Below is a guest post on restaurant AI. List every task that its author says AI should take off the operator's plate.

* [Source document]
::::::
The following is a guest post from Temo Benidze, founder and CEO of Orbis AI and a 30-year hospitality vet. Opinions are the author’s own.
In May, Starbucks quietly switched off the artificial intelligence inventory system it had rolled out only nine months earlier. The lesson most people will take is that the technology wasn't ready. I think that's the wrong lesson. The technology was probably fine.
The problem is that it was one more system for already-stretched people to feed, check and manage. In restaurants, that is how most technology dies.
I've spent 30 years in hospitality, behind the bar, on the floor and in the back office at two in the morning reconciling invoices nobody else had time to read. I became the country of Georgia's first certified sommelier, ran resorts and restaurant groups and trained the next generation of operators. In all that time, I never once wished for another dashboard, I wished for time.
That gap is the thing the industry keeps missing. The National Restaurant Association says about a quarter of operators now use some form of AI. Adoption is real, but adoption is not the same as usefulness. Most of what gets sold as restaurant AI is a smarter screen: another login, another tab, another place the owner is supposed to go and look. The owner is not at a desk. The owner is expediting, calming a four-top and counting the drawer.
Software in this industry is often built, mostly, by people who have never worked a Friday closing shift. It optimizes for the things software people value, like features and dashboards and configurability, and quietly assumes the operator has the time and the calm to sit and absorb them. They don't. The most valuable thing in a restaurant at 7 p.m. on a Saturday is the operator's attention, and almost every tool on the market spends it freely.
Thirty years taught me the opposite instinct: owners don't want more software, they want less. The right role for AI is not to give the operator more to look at. It is to take things off the plate entirely, to read the invoices, catch the overcharges, draft the review replies, flag the compliance dates and then stay quiet. The win is measured in tasks removed, not screens added.
::::::
* [Data section]
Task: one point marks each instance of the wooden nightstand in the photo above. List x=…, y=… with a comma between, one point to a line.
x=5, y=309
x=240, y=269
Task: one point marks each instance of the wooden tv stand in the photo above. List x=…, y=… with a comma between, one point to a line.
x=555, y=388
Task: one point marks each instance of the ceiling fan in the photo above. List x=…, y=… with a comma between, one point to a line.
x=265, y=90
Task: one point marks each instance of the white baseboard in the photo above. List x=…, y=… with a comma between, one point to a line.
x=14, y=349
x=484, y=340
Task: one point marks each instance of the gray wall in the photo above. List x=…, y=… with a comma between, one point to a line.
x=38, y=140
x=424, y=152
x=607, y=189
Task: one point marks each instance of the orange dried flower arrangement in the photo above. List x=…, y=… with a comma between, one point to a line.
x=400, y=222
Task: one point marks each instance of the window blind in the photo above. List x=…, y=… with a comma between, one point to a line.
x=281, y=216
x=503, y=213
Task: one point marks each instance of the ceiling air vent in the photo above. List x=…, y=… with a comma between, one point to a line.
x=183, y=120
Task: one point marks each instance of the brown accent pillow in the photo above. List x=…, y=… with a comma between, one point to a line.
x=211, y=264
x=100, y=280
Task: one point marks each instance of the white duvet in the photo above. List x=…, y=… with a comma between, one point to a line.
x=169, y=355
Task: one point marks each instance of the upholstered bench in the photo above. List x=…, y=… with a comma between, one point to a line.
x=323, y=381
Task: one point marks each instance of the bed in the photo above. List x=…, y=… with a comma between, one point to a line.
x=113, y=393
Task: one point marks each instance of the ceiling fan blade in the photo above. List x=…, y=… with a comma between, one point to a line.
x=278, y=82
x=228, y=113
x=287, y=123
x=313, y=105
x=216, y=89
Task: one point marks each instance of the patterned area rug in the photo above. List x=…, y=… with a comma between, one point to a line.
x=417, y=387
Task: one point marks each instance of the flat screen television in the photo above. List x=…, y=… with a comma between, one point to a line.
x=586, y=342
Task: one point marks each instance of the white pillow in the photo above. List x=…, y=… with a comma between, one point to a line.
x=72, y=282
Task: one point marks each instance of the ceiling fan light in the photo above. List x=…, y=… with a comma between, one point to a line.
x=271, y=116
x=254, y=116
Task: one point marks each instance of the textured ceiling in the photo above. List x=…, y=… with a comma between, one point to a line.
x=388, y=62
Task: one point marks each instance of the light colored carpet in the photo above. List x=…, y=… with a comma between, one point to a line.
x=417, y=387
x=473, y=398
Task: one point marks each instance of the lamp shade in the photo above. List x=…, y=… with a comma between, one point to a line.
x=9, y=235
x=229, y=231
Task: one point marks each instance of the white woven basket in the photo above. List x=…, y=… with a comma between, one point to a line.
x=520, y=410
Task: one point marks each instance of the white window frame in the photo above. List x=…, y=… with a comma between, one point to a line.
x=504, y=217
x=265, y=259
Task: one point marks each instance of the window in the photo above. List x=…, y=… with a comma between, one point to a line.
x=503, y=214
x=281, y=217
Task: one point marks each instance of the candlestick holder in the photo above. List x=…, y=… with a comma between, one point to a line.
::::::
* [Response below]
- Read the invoices
- Catch the overcharges
- Draft the review replies
- Flag the compliance dates